(EXTRACT)
Kelly Andrew, “The Hare and the Hound”: The rise of Dark Academia as a prolific genre has been largely propelled by both internet and aesthetic, and yet it can be difficult to define what, exactly, it is. Due to the wide range of affiliated subgenres—romance, mystery, fantasy, horror—the field tends to be painted in broad, enigmatic strokes, but the stories that fall under its dark umbrella trend toward the cerebral, often centering around insular depictions of campus academia. While the current uptick in Dark Academia is fairly new, the genre itself isn’t. Take, for instance, Arthur Conan Doyle’s timeless Adventures of Sherlock Holmes, or Mary Shelley’s gothic Frankenstein. Both of these literary classics feature protagonists who are obsessed with higher understanding, often to the point of social alienation. Over the past several decades, we’ve seen similar protagonists crop up in books and on screen (consider Hugh Laurie’s off-putting but brilliant turn as Dr. House, or Jenna Ortega’s recent rendition of Wednesday Addams). Truly, there’s no dearth of stories about brilliant outsiders and their hubris. The most recent triumph of the genre seems to correlate with a general frustration with real world academia. Now more than ever, people are uncertain of their future. For many, higher education has grown into an untenable, inaccessible behemoth—something to shackle yourself to financially, and often with very little reward. Much in the same way we tend to flock to zombie flicks as a palatable, shiver-inducing consumption of plague and panic, the dark academia genre allows us to enter the aesthetic world of gothic mystery and ivy league romantism without laying our own sanity on the line.
(End EXTRACT)
(RECORDS PROVIDED)
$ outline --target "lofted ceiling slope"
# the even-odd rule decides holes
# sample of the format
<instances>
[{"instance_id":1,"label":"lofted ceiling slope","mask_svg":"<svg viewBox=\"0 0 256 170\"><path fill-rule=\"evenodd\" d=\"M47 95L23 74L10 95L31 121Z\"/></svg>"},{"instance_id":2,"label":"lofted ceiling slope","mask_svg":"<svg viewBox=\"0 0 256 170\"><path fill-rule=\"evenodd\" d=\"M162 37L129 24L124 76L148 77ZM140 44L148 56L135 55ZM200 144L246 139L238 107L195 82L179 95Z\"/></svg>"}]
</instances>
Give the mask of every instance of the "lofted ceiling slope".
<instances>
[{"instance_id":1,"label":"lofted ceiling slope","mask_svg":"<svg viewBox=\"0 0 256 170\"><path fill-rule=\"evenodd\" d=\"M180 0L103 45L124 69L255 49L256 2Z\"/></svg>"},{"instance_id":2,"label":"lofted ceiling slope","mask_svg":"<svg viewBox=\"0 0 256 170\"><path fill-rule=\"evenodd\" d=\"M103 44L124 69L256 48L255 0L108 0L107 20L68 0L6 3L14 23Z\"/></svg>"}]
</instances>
(End RECORDS PROVIDED)
**HOW TO COMPLETE THIS TASK:** Write the next part of the passage on the Dark Academia genre, picking up right after its final sentence. The rows have nothing to do with this exercise.

**ANSWER TO THIS PROBLEM:**
Kate Weinberg, “1000 Ships”: So I have a confession. I’m less wound up by why Dark Academia has become a big craze of late so much as the question, why wasn’t it always? Think about it. University and college life, the cusp of early adulthood, a period when the senses are tingling and everything feels more intense: first love, first heartbreak, self-invention, self-discovery. It’s life after the innocent self-centredness of childhood, but before the mundane world of real adulthood kicks in with its jobs and taxes, form-filling and responsibilities, the swapping out of sex and adventure for suburbia and either children or a dog. Then throw in some intrigue, dark actors, a betrayal, possibly a murder, all wrapped up in an aesthetic of toxic beauty, or “a morbid longing for the picturesque” as The Secret History’s narrator Richard Papen puts it so perfectly, and what you get is a world of heightened stakes, darkness and drama. Which, not coincidentally, is the best criteria for gripping, atmospheric stories.
As it happens I do have a pet theory for why Dark Academia has taken hold over the last few years. I’ve discussed this with fellow DA authors, M.L.Rio and Rebecca Kuang and we share similar views. Its rise coincided with the lockdown of Universities during the pandemic, which meant that for at least two years students were locked out of this campus experience, and indeed for some of it, actually locked in their rooms. I think a hunger grew for an experience that was being missed, and at the same time that sense of nebulous darkness and threat in the air was something that everyone could relate to. Since then, why are the number of readers still rising? Well, I guess people have just seen sense.